-- Start of Exercise materials --

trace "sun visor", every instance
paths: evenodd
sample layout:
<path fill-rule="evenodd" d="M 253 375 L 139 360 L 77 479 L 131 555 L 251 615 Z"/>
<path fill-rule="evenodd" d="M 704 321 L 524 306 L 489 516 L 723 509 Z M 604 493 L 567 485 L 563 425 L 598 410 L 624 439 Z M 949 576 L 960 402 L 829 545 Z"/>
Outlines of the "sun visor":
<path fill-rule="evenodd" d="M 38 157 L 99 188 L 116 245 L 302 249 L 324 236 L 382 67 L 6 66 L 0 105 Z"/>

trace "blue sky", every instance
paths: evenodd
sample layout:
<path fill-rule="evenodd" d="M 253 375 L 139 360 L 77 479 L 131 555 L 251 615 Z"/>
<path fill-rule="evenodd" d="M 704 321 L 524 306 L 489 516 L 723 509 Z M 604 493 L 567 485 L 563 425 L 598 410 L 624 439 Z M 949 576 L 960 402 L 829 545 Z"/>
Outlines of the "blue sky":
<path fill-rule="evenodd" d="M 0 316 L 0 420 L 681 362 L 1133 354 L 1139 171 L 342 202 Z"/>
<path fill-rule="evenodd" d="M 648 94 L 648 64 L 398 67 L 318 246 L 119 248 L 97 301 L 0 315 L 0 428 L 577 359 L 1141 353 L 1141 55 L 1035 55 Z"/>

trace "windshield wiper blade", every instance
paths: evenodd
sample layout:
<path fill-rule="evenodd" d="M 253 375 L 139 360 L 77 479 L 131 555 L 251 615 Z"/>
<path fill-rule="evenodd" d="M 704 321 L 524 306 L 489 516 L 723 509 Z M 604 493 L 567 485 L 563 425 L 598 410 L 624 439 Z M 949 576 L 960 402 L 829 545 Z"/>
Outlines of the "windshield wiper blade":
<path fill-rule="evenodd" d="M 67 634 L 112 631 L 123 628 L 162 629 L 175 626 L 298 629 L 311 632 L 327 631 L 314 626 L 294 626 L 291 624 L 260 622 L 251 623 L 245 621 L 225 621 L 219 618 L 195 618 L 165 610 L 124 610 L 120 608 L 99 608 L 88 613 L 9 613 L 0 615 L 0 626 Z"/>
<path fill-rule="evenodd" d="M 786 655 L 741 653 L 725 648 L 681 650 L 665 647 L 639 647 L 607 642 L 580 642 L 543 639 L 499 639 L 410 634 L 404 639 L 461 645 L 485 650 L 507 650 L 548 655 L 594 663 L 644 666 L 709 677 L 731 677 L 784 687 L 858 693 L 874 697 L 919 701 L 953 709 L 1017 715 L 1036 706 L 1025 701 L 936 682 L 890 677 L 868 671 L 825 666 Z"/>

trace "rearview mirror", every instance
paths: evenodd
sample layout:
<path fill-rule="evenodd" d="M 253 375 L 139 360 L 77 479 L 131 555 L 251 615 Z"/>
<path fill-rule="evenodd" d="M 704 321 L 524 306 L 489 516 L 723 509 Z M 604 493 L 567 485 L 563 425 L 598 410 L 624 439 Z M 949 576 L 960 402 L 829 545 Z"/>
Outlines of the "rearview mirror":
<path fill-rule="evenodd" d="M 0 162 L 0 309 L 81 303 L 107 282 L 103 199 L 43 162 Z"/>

-- End of Exercise materials --

Task prompt: Put every line of the data above into a JSON list of strings, one string per line, leaving out blank lines.

Result for this exercise:
[
  "trace \"sun visor\", every instance",
  "paths: evenodd",
  "sample layout:",
  "<path fill-rule=\"evenodd\" d=\"M 253 375 L 139 360 L 77 479 L 131 555 L 251 615 Z\"/>",
  "<path fill-rule=\"evenodd\" d=\"M 704 321 L 524 306 L 489 516 L 723 509 Z M 604 493 L 567 485 L 563 425 L 598 410 L 624 439 Z M 949 576 L 960 402 L 829 545 Z\"/>",
  "Outlines of the \"sun visor\":",
  "<path fill-rule=\"evenodd\" d=\"M 38 157 L 99 188 L 116 245 L 302 249 L 324 236 L 382 67 L 6 66 L 0 105 Z\"/>",
  "trace \"blue sky\", every instance",
  "paths: evenodd",
  "sample layout:",
  "<path fill-rule=\"evenodd\" d=\"M 253 375 L 139 360 L 77 479 L 131 555 L 251 615 Z\"/>",
  "<path fill-rule=\"evenodd\" d=\"M 704 321 L 524 306 L 489 516 L 723 509 Z M 604 493 L 567 485 L 563 425 L 598 410 L 624 439 Z M 949 576 L 960 402 L 829 545 Z\"/>",
  "Outlines of the \"blue sky\":",
  "<path fill-rule=\"evenodd\" d=\"M 0 316 L 0 420 L 681 362 L 1133 354 L 1139 171 L 342 202 Z\"/>",
  "<path fill-rule=\"evenodd\" d=\"M 648 94 L 648 64 L 398 67 L 318 246 L 119 248 L 97 301 L 0 315 L 0 428 L 577 359 L 1141 353 L 1141 55 L 1035 55 Z\"/>",
  "trace \"windshield wiper blade\", every instance",
  "paths: evenodd",
  "sample layout:",
  "<path fill-rule=\"evenodd\" d=\"M 253 375 L 139 360 L 77 479 L 131 555 L 251 615 Z\"/>",
  "<path fill-rule=\"evenodd\" d=\"M 704 321 L 524 306 L 489 516 L 723 509 Z M 604 493 L 567 485 L 563 425 L 598 410 L 624 439 Z M 949 576 L 960 402 L 829 545 Z\"/>",
  "Outlines of the \"windshield wiper blade\":",
  "<path fill-rule=\"evenodd\" d=\"M 67 634 L 112 631 L 123 628 L 162 629 L 175 626 L 298 629 L 311 632 L 327 631 L 314 626 L 294 626 L 291 624 L 260 622 L 251 623 L 245 621 L 225 621 L 219 618 L 195 618 L 165 610 L 124 610 L 120 608 L 99 608 L 88 613 L 9 613 L 0 615 L 0 626 Z\"/>",
  "<path fill-rule=\"evenodd\" d=\"M 786 655 L 741 653 L 725 648 L 681 650 L 665 647 L 639 647 L 607 642 L 580 642 L 543 639 L 499 639 L 410 634 L 404 639 L 461 645 L 485 650 L 507 650 L 548 655 L 594 663 L 644 666 L 709 677 L 731 677 L 784 687 L 858 693 L 874 697 L 919 701 L 953 709 L 1017 715 L 1036 706 L 1025 701 L 936 682 L 890 677 L 868 671 L 825 666 Z\"/>",
  "trace \"rearview mirror\", every instance",
  "paths: evenodd",
  "sample layout:",
  "<path fill-rule=\"evenodd\" d=\"M 253 375 L 139 360 L 77 479 L 131 555 L 251 615 Z\"/>",
  "<path fill-rule=\"evenodd\" d=\"M 704 321 L 524 306 L 489 516 L 723 509 Z M 604 493 L 567 485 L 563 425 L 598 410 L 624 439 Z M 949 576 L 960 402 L 829 545 Z\"/>",
  "Outlines of the \"rearview mirror\":",
  "<path fill-rule=\"evenodd\" d=\"M 0 162 L 0 309 L 81 303 L 107 282 L 103 199 L 43 162 Z\"/>"
]